DATASET RECORDS:
Segment Open
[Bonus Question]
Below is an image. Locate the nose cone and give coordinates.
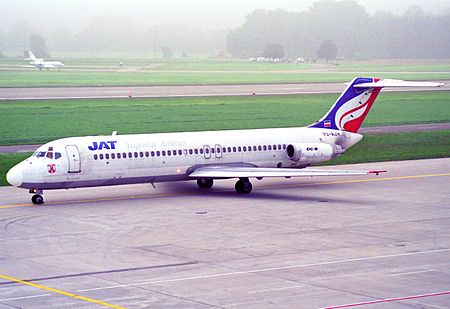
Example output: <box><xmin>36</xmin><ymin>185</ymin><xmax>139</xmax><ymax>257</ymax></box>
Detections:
<box><xmin>6</xmin><ymin>164</ymin><xmax>23</xmax><ymax>187</ymax></box>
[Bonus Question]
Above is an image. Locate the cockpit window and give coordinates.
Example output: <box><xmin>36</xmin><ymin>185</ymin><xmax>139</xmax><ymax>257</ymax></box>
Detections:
<box><xmin>34</xmin><ymin>151</ymin><xmax>62</xmax><ymax>159</ymax></box>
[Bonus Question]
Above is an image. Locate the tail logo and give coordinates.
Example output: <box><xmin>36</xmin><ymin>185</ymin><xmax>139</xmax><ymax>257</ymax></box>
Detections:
<box><xmin>309</xmin><ymin>77</ymin><xmax>381</xmax><ymax>133</ymax></box>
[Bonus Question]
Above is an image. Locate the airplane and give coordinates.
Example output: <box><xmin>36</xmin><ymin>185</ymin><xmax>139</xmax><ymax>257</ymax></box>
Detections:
<box><xmin>6</xmin><ymin>77</ymin><xmax>443</xmax><ymax>205</ymax></box>
<box><xmin>25</xmin><ymin>51</ymin><xmax>65</xmax><ymax>70</ymax></box>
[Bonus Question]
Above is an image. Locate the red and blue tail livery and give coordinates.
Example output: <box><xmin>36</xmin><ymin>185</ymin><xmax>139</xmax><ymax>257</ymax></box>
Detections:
<box><xmin>309</xmin><ymin>77</ymin><xmax>383</xmax><ymax>133</ymax></box>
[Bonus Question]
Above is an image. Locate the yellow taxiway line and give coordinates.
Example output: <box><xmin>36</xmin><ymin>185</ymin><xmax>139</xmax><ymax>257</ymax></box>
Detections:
<box><xmin>0</xmin><ymin>273</ymin><xmax>125</xmax><ymax>308</ymax></box>
<box><xmin>0</xmin><ymin>172</ymin><xmax>449</xmax><ymax>209</ymax></box>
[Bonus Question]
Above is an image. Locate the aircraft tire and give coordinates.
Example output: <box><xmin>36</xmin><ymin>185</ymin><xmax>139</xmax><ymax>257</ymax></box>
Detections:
<box><xmin>197</xmin><ymin>178</ymin><xmax>214</xmax><ymax>189</ymax></box>
<box><xmin>235</xmin><ymin>179</ymin><xmax>252</xmax><ymax>194</ymax></box>
<box><xmin>32</xmin><ymin>194</ymin><xmax>44</xmax><ymax>205</ymax></box>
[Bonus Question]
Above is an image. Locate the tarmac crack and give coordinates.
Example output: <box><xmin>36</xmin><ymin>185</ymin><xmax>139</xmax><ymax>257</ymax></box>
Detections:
<box><xmin>0</xmin><ymin>261</ymin><xmax>198</xmax><ymax>286</ymax></box>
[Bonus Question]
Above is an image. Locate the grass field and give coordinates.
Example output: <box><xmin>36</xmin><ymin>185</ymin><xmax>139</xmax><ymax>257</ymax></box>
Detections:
<box><xmin>1</xmin><ymin>70</ymin><xmax>449</xmax><ymax>87</ymax></box>
<box><xmin>328</xmin><ymin>130</ymin><xmax>450</xmax><ymax>165</ymax></box>
<box><xmin>1</xmin><ymin>91</ymin><xmax>449</xmax><ymax>146</ymax></box>
<box><xmin>1</xmin><ymin>57</ymin><xmax>449</xmax><ymax>87</ymax></box>
<box><xmin>1</xmin><ymin>130</ymin><xmax>449</xmax><ymax>186</ymax></box>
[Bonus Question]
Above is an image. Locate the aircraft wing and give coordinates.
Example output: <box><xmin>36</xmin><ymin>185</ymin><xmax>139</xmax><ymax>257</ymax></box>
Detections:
<box><xmin>188</xmin><ymin>166</ymin><xmax>386</xmax><ymax>178</ymax></box>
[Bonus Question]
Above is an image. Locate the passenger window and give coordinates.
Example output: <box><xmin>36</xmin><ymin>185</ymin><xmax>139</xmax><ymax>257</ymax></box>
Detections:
<box><xmin>168</xmin><ymin>150</ymin><xmax>172</xmax><ymax>156</ymax></box>
<box><xmin>283</xmin><ymin>144</ymin><xmax>287</xmax><ymax>149</ymax></box>
<box><xmin>278</xmin><ymin>145</ymin><xmax>282</xmax><ymax>150</ymax></box>
<box><xmin>222</xmin><ymin>147</ymin><xmax>226</xmax><ymax>153</ymax></box>
<box><xmin>227</xmin><ymin>147</ymin><xmax>231</xmax><ymax>152</ymax></box>
<box><xmin>145</xmin><ymin>152</ymin><xmax>149</xmax><ymax>157</ymax></box>
<box><xmin>111</xmin><ymin>153</ymin><xmax>115</xmax><ymax>159</ymax></box>
<box><xmin>156</xmin><ymin>151</ymin><xmax>161</xmax><ymax>156</ymax></box>
<box><xmin>123</xmin><ymin>153</ymin><xmax>127</xmax><ymax>158</ymax></box>
<box><xmin>134</xmin><ymin>152</ymin><xmax>138</xmax><ymax>158</ymax></box>
<box><xmin>151</xmin><ymin>151</ymin><xmax>155</xmax><ymax>157</ymax></box>
<box><xmin>253</xmin><ymin>146</ymin><xmax>257</xmax><ymax>151</ymax></box>
<box><xmin>189</xmin><ymin>149</ymin><xmax>193</xmax><ymax>155</ymax></box>
<box><xmin>247</xmin><ymin>146</ymin><xmax>252</xmax><ymax>152</ymax></box>
<box><xmin>210</xmin><ymin>148</ymin><xmax>214</xmax><ymax>154</ymax></box>
<box><xmin>243</xmin><ymin>146</ymin><xmax>247</xmax><ymax>152</ymax></box>
<box><xmin>162</xmin><ymin>151</ymin><xmax>166</xmax><ymax>156</ymax></box>
<box><xmin>233</xmin><ymin>147</ymin><xmax>236</xmax><ymax>152</ymax></box>
<box><xmin>105</xmin><ymin>154</ymin><xmax>109</xmax><ymax>159</ymax></box>
<box><xmin>117</xmin><ymin>153</ymin><xmax>121</xmax><ymax>159</ymax></box>
<box><xmin>263</xmin><ymin>145</ymin><xmax>267</xmax><ymax>151</ymax></box>
<box><xmin>238</xmin><ymin>146</ymin><xmax>242</xmax><ymax>152</ymax></box>
<box><xmin>258</xmin><ymin>146</ymin><xmax>262</xmax><ymax>151</ymax></box>
<box><xmin>268</xmin><ymin>145</ymin><xmax>272</xmax><ymax>150</ymax></box>
<box><xmin>100</xmin><ymin>154</ymin><xmax>104</xmax><ymax>160</ymax></box>
<box><xmin>199</xmin><ymin>148</ymin><xmax>204</xmax><ymax>154</ymax></box>
<box><xmin>128</xmin><ymin>152</ymin><xmax>132</xmax><ymax>158</ymax></box>
<box><xmin>217</xmin><ymin>148</ymin><xmax>221</xmax><ymax>153</ymax></box>
<box><xmin>94</xmin><ymin>154</ymin><xmax>98</xmax><ymax>160</ymax></box>
<box><xmin>194</xmin><ymin>149</ymin><xmax>198</xmax><ymax>154</ymax></box>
Segment Closed
Reproduce the listing exactly, but keep its images out of the copy.

WORKED SOLUTION:
[Bonus Question]
Below is an image. Locate the nose cone and give coordinates.
Example output: <box><xmin>36</xmin><ymin>185</ymin><xmax>139</xmax><ymax>257</ymax></box>
Detections:
<box><xmin>6</xmin><ymin>164</ymin><xmax>23</xmax><ymax>187</ymax></box>
[Bonus Question]
Above is an image. Locate the cockpit window and give coordinates.
Example output: <box><xmin>36</xmin><ymin>185</ymin><xmax>139</xmax><ymax>257</ymax></box>
Detections:
<box><xmin>34</xmin><ymin>151</ymin><xmax>62</xmax><ymax>159</ymax></box>
[Bonus Question]
Above is an image. Locate the tail logo and give coordinates.
Example output: <box><xmin>36</xmin><ymin>185</ymin><xmax>139</xmax><ymax>257</ymax></box>
Detections:
<box><xmin>309</xmin><ymin>77</ymin><xmax>381</xmax><ymax>133</ymax></box>
[Bonus Question]
Above is an image. Locate the airplane and give coordinates.
Example output: <box><xmin>36</xmin><ymin>185</ymin><xmax>139</xmax><ymax>257</ymax></box>
Detections:
<box><xmin>6</xmin><ymin>77</ymin><xmax>443</xmax><ymax>205</ymax></box>
<box><xmin>25</xmin><ymin>51</ymin><xmax>65</xmax><ymax>70</ymax></box>
[Bonus Question]
Above is an image. Locate the red and blue tail livery and give coordinates.
Example output: <box><xmin>36</xmin><ymin>185</ymin><xmax>139</xmax><ymax>257</ymax></box>
Detections:
<box><xmin>309</xmin><ymin>77</ymin><xmax>383</xmax><ymax>133</ymax></box>
[Bonus Question]
Above is an image. Locate the yellow taxiway line and give coordinates.
Example output: <box><xmin>36</xmin><ymin>185</ymin><xmax>139</xmax><ymax>257</ymax></box>
Detections:
<box><xmin>0</xmin><ymin>273</ymin><xmax>125</xmax><ymax>308</ymax></box>
<box><xmin>0</xmin><ymin>172</ymin><xmax>449</xmax><ymax>209</ymax></box>
[Bonus Question]
Above is an image. Locate the aircraft tire and give coordinates.
Example output: <box><xmin>36</xmin><ymin>185</ymin><xmax>139</xmax><ymax>257</ymax></box>
Detections:
<box><xmin>197</xmin><ymin>178</ymin><xmax>214</xmax><ymax>189</ymax></box>
<box><xmin>235</xmin><ymin>179</ymin><xmax>252</xmax><ymax>194</ymax></box>
<box><xmin>32</xmin><ymin>194</ymin><xmax>44</xmax><ymax>205</ymax></box>
[Bonus Question]
Above is an image. Locate the tarmac crack and give coordinates.
Example output: <box><xmin>36</xmin><ymin>185</ymin><xmax>139</xmax><ymax>257</ymax></box>
Detections:
<box><xmin>0</xmin><ymin>261</ymin><xmax>198</xmax><ymax>286</ymax></box>
[Bonus Question]
Above is an image. Locate the grass field and give coordinates.
Example output: <box><xmin>36</xmin><ymin>185</ymin><xmax>139</xmax><ymax>257</ymax></box>
Detections:
<box><xmin>1</xmin><ymin>70</ymin><xmax>449</xmax><ymax>87</ymax></box>
<box><xmin>328</xmin><ymin>130</ymin><xmax>450</xmax><ymax>165</ymax></box>
<box><xmin>1</xmin><ymin>91</ymin><xmax>449</xmax><ymax>146</ymax></box>
<box><xmin>1</xmin><ymin>57</ymin><xmax>449</xmax><ymax>87</ymax></box>
<box><xmin>1</xmin><ymin>130</ymin><xmax>449</xmax><ymax>186</ymax></box>
[Bonus Question]
Above is an image. Locate the aircraft wing and give coordinates.
Example output: <box><xmin>36</xmin><ymin>185</ymin><xmax>139</xmax><ymax>257</ymax></box>
Detections:
<box><xmin>188</xmin><ymin>166</ymin><xmax>386</xmax><ymax>178</ymax></box>
[Bonus Question]
Above is an image. Locate the passenger window and give coordinates.
Example output: <box><xmin>36</xmin><ymin>185</ymin><xmax>139</xmax><ymax>257</ymax></box>
Detections:
<box><xmin>168</xmin><ymin>150</ymin><xmax>172</xmax><ymax>156</ymax></box>
<box><xmin>283</xmin><ymin>144</ymin><xmax>287</xmax><ymax>149</ymax></box>
<box><xmin>278</xmin><ymin>145</ymin><xmax>282</xmax><ymax>150</ymax></box>
<box><xmin>222</xmin><ymin>147</ymin><xmax>226</xmax><ymax>153</ymax></box>
<box><xmin>227</xmin><ymin>147</ymin><xmax>231</xmax><ymax>152</ymax></box>
<box><xmin>145</xmin><ymin>152</ymin><xmax>149</xmax><ymax>157</ymax></box>
<box><xmin>111</xmin><ymin>153</ymin><xmax>115</xmax><ymax>159</ymax></box>
<box><xmin>156</xmin><ymin>151</ymin><xmax>161</xmax><ymax>156</ymax></box>
<box><xmin>123</xmin><ymin>153</ymin><xmax>127</xmax><ymax>158</ymax></box>
<box><xmin>134</xmin><ymin>152</ymin><xmax>138</xmax><ymax>158</ymax></box>
<box><xmin>151</xmin><ymin>151</ymin><xmax>155</xmax><ymax>157</ymax></box>
<box><xmin>253</xmin><ymin>146</ymin><xmax>257</xmax><ymax>151</ymax></box>
<box><xmin>189</xmin><ymin>149</ymin><xmax>193</xmax><ymax>155</ymax></box>
<box><xmin>247</xmin><ymin>146</ymin><xmax>252</xmax><ymax>152</ymax></box>
<box><xmin>210</xmin><ymin>148</ymin><xmax>214</xmax><ymax>154</ymax></box>
<box><xmin>243</xmin><ymin>146</ymin><xmax>247</xmax><ymax>152</ymax></box>
<box><xmin>162</xmin><ymin>151</ymin><xmax>166</xmax><ymax>156</ymax></box>
<box><xmin>233</xmin><ymin>147</ymin><xmax>236</xmax><ymax>152</ymax></box>
<box><xmin>105</xmin><ymin>154</ymin><xmax>109</xmax><ymax>159</ymax></box>
<box><xmin>117</xmin><ymin>153</ymin><xmax>121</xmax><ymax>159</ymax></box>
<box><xmin>263</xmin><ymin>145</ymin><xmax>267</xmax><ymax>151</ymax></box>
<box><xmin>238</xmin><ymin>146</ymin><xmax>242</xmax><ymax>152</ymax></box>
<box><xmin>258</xmin><ymin>146</ymin><xmax>262</xmax><ymax>151</ymax></box>
<box><xmin>268</xmin><ymin>145</ymin><xmax>272</xmax><ymax>150</ymax></box>
<box><xmin>100</xmin><ymin>154</ymin><xmax>104</xmax><ymax>160</ymax></box>
<box><xmin>199</xmin><ymin>148</ymin><xmax>204</xmax><ymax>154</ymax></box>
<box><xmin>128</xmin><ymin>152</ymin><xmax>132</xmax><ymax>158</ymax></box>
<box><xmin>217</xmin><ymin>148</ymin><xmax>221</xmax><ymax>153</ymax></box>
<box><xmin>94</xmin><ymin>154</ymin><xmax>98</xmax><ymax>160</ymax></box>
<box><xmin>194</xmin><ymin>149</ymin><xmax>198</xmax><ymax>154</ymax></box>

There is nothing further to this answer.